REQUIREMENTS:
**1.** Write out the passage on validating node clusters word for word, starting at "The evaluation of" and ending at "in Fig. 10 .".
**2.** In the passage on validating node clusters, what does clicking on a color do?

SUPPLIED TEXT:
The evaluation of the best cluster for a node can be done using multiple encodings. The suggested clusters appear into the consensus bar chart, in the set of algorithm output and when hovering over the node. A click on the color will validate the node into the cluster having that color. If users are satisfied with the association proposed by the current algorithm, they can validate it by clicking on the cluster name. This will create a new group, so the user can classify the nodes into this new group, as seen before (Sect. 3.7.3): using the consensus slider, copying an algorithm result, or through manual labeling. This process is repeated for the other clusters until there are no unlabeled nodes or the user is satisfied with the partial clustering. An example of a fully consolidated dataset is shown in Fig. 10 .

At any stage of the process, the user can finish instantaneously, either by not labeling undecided nodes, or selecting and validating the results of a single algorithm-as traditional approaches do, or by using a specified threshold of consensus and not labeling the remaining entities. The appropriateness of the choice is up to the user and should be documented in the publication.

ENTRIES SUPPLIED:

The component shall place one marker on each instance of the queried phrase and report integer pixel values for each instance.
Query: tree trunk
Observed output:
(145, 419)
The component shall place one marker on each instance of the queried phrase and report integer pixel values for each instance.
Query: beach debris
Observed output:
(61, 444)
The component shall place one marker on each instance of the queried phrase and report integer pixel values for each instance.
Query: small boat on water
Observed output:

EXERCISE RESULTS:
**1.**
The evaluation of the best cluster for a node can be done using multiple encodings. The suggested clusters appear into the consensus bar chart, in the set of algorithm output and when hovering over the node. A click on the color will validate the node into the cluster having that color. If users are satisfied with the association proposed by the current algorithm, they can validate it by clicking on the cluster name. This will create a new group, so the user can classify the nodes into this new group, as seen before (Sect. 3.7.3): using the consensus slider, copying an algorithm result, or through manual labeling. This process is repeated for the other clusters until there are no unlabeled nodes or the user is satisfied with the partial clustering. An example of a fully consolidated dataset is shown in Fig. 10 .

**2.** It validates the node into the cluster having that color.